◆ Problem 1: Duplicate the passage of the box-spline thread starting at "After they are" and ending at "if you like.".
◆ Problem 2: Write the next part of the forum thread about hand-cutting splines for a mitred box, picking up after its final line.

# hand cut mitred box splines?



## Trigs (17 Jan 2020)

Im wanting to make a Jewellery box using mitres and splines, but because I can't be pineappled making another jig for the table saw I thought I'd enjoy hand cutting them more.. So the question is when would be the best time to cut for the splines?? Before cutting the mitres, after the mitres or once assembled??


----------



## marcros (17 Jan 2020)

once assembled. mark out, and I would use veneer as the key.


----------



## thetyreman (17 Jan 2020)

from my experience glue the mitres first let it set then add the splines, if you try and do it all the same time it's a lot of un necessary pressure and can be a very stressful glue up.


----------



## Trigs (17 Jan 2020)

cheers guys


----------



## Orraloon (18 Jan 2020)

After they are glued up and set like the others have said. As to hand cutting them you will need a saw that does a very clean cut and a steady hand. I have tried it but they were not as crisp as off the table saw. I think that the short time spent making a simple jig was worth it as I use it a lot. They can be done on the router table also with a holding jig and that gives you the option of thicker splines if you like.
Regards
John


----------



## woodbloke66 (19 Jan 2020)

The easiest way is on the router table after the box or frame is glued; use a two or four wing slot cutter which are available in various thicknesses. A simple jig needs to be made to do it accurately and it's important that the job is only passed once through the cutter. I'm currently using a 4mm cutter to reinforce the mitres on a few picture frames - Rob


----------



## powertools (19 Jan 2020)

◆ Data records:
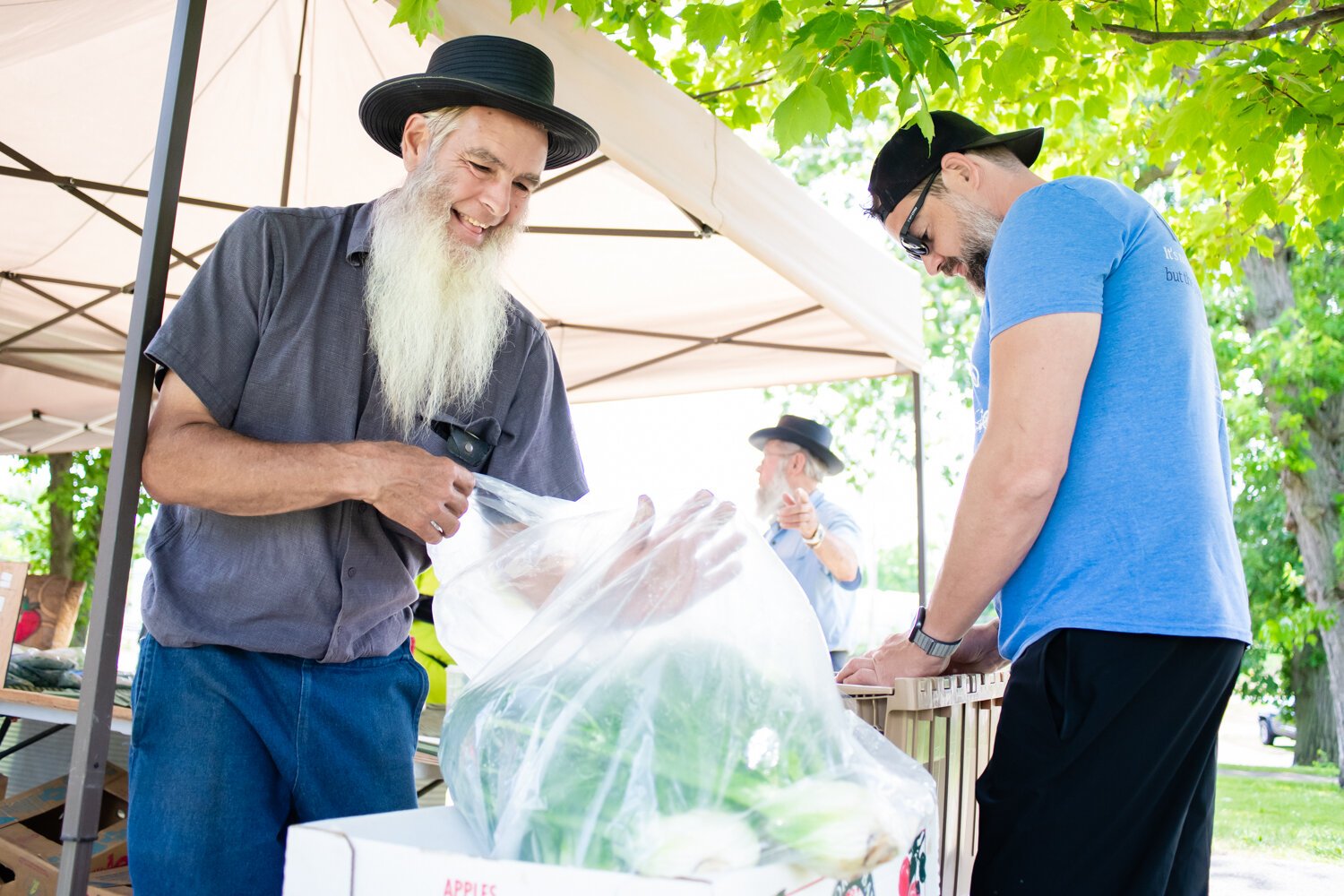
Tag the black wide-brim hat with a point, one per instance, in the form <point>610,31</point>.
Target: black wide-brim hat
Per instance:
<point>804,433</point>
<point>908,159</point>
<point>480,70</point>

◆ Expected output 1:
After they are glued up and set like the others have said. As to hand cutting them you will need a saw that does a very clean cut and a steady hand. I have tried it but they were not as crisp as off the table saw. I think that the short time spent making a simple jig was worth it as I use it a lot. They can be done on the router table also with a holding jig and that gives you the option of thicker splines if you like.

◆ Expected output 2:
We know the op has a table saw but we don't know if he has a router table. He has told us that he can't be bothered to make a jig for the table saw so it is safe to assume that even if he has a router table he won't make a jig for it.
In my opinion the best way to cut splines of any thickness is on a table saw with a jig that can adjust to make splines of any thickness and distance apart after the box is glued up.


----------



## Hornbeam (19 Jan 2020)

Splines can be cut on a router table before the mitre is assembled so they are not visible when the mitre is assembled but strengthen the mitre (a bit like a secret dovetail).. Al that is needed is a decent fence and preferably a second fence.
Cut the mitres as normal. 
Set up a 4mm cutter about 2 to 3 mm less than teh thickness of the sides 
Set stops on both sides of the cutter so the slot is only in the mitre portion
Set a secondary fence parallel with the main fence.
Cut slots, half of these will be normal feed direction, half as reverse cutting (hence teh second fence which can just be a scrap of wood. If you want a number of spline, feset fence position and cut further slots
Then cut 10mm X 10mm ( or whatever size fits) square ply splines (you will need to square up the router groove or round the edges of the splines. I use 4mm birch ply for splines
Splines help hold everything together / stop joint movement during gluing and are totally invisible after clean up
Ian


----------



## Trigs (13 Feb 2020)

Cheers for the replies guys, sorry for the delay
Yeah I do have a router table but again I don't want to make a jig.. i decided to hand cut them and use zebrano splines , they turned out not too bad for a first go. I'll get something up on the project board when I get chance.


----------



## custard (13 Feb 2020)

Hand cutting the slots for splines is possible, and with care the results can be okay. 

However, they'll never be better than "okay". The reason being that it's very difficult to cut the bottom surface of the slot perfectly flat and clean with a hand saw. If you use a cross cut saw it's impossible, but even with a rip cut saw you'll find small errors creeping in.

Like I say, with care the results won't be terrible, but if you're aiming for perfection (and on a small project like a jewellery box, that's closely inspected, then "perfection" is IMO what you should be shooting for) then you'll need to take the time to get jigged up.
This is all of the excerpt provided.